**Work task**
The lines to return begin at the one containing "Target: gold tissue hem" and end at the final line of the material; output them exactly and only them.

**Dataset content**
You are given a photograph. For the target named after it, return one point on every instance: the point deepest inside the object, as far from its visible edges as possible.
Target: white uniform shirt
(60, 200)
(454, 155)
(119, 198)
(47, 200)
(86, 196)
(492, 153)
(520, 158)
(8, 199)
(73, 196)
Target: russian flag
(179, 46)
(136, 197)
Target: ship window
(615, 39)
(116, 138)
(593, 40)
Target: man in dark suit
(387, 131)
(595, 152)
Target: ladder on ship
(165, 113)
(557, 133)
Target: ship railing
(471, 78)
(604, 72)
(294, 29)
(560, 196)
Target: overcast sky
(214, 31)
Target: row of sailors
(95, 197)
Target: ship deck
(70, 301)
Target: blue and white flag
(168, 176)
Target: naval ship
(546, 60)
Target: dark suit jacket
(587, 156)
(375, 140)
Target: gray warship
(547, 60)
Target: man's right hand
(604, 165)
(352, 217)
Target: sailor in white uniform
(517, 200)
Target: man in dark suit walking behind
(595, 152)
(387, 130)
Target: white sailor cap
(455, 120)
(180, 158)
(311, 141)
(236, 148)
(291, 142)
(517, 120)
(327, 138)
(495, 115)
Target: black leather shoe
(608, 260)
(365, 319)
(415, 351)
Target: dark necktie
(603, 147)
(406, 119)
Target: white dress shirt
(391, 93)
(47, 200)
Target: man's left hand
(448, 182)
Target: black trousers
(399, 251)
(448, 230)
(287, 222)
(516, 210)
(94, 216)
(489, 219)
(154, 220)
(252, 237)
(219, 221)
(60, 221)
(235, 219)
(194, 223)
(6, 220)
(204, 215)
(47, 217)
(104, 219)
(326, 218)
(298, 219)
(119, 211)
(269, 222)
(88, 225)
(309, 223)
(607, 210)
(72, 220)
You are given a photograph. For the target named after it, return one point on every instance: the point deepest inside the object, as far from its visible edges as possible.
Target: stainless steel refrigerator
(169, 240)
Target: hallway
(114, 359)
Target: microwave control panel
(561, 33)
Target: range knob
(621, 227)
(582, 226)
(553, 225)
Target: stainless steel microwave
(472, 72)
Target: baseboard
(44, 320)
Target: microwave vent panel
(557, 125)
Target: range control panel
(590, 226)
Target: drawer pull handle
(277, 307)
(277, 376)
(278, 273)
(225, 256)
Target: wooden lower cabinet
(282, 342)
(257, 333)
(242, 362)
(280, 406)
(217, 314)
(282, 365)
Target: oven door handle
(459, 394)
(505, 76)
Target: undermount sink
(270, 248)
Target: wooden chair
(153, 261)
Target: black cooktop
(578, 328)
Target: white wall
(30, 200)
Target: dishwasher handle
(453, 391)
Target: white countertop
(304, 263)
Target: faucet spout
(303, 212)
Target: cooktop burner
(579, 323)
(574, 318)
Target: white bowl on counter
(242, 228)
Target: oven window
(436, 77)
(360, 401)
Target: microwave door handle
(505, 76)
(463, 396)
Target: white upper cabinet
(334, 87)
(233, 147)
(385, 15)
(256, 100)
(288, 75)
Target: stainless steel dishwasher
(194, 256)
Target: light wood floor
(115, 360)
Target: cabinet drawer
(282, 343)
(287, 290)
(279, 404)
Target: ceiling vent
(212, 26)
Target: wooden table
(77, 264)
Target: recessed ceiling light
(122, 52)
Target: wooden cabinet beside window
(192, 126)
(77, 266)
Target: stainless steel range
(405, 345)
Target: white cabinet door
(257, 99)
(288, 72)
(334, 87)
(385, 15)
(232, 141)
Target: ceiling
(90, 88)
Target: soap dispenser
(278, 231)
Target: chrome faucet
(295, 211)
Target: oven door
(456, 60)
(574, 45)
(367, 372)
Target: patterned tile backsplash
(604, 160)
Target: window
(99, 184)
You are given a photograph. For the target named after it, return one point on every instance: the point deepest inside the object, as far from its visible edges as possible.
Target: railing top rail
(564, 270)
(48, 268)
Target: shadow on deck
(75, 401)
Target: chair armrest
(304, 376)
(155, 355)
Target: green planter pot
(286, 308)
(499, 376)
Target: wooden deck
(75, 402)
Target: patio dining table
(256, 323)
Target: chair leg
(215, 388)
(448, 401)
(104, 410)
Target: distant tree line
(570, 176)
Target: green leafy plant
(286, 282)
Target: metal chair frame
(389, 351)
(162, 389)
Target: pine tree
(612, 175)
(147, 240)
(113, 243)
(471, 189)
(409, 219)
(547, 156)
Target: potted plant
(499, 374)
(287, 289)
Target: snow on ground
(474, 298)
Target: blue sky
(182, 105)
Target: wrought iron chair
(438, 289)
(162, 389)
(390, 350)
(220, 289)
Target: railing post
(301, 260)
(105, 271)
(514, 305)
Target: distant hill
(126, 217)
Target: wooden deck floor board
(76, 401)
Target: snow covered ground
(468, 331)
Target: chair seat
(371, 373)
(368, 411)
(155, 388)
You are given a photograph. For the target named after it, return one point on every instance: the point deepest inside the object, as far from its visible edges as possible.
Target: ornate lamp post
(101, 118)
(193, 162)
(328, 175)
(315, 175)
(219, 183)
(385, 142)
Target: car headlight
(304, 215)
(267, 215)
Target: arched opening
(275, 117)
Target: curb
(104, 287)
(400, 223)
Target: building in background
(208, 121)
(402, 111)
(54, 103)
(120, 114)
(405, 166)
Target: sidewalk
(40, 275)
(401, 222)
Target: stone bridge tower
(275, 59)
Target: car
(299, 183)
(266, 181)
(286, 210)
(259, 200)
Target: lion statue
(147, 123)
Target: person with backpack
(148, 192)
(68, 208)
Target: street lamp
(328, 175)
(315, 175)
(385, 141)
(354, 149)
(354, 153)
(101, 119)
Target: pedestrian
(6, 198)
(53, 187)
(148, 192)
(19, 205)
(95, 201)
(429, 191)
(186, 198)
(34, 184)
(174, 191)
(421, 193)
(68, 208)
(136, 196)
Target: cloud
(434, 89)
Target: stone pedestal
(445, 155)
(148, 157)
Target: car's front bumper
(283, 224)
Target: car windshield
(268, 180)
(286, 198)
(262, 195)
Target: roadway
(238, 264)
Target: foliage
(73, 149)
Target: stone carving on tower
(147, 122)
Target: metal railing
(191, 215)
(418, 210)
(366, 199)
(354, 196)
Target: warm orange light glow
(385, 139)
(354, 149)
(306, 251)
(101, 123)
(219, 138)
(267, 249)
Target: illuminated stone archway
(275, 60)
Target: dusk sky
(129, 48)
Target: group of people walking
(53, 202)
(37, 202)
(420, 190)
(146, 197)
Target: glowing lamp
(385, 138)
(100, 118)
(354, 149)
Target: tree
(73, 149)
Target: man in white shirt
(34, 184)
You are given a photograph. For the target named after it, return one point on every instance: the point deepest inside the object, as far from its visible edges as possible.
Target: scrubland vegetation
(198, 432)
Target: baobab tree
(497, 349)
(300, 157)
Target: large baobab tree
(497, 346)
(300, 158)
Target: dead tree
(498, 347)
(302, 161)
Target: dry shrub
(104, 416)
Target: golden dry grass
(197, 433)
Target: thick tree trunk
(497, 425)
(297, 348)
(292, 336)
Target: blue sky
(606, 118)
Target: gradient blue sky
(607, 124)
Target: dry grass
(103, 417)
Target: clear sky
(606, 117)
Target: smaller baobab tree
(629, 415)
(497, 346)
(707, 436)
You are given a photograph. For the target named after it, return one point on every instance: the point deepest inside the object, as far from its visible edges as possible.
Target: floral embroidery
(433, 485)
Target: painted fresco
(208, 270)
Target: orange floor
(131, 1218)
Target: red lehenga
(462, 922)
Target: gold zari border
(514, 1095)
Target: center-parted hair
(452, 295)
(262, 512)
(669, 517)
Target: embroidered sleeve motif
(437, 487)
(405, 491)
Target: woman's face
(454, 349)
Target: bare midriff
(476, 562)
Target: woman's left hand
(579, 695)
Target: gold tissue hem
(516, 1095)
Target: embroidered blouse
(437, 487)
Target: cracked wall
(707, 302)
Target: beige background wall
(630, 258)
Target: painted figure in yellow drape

**Solution to the problem**
Target: gold tissue hem
(516, 1095)
Target: embroidered blouse
(437, 487)
Target: cracked wall
(707, 302)
Target: beige background wall
(630, 258)
Target: painted figure in yellow drape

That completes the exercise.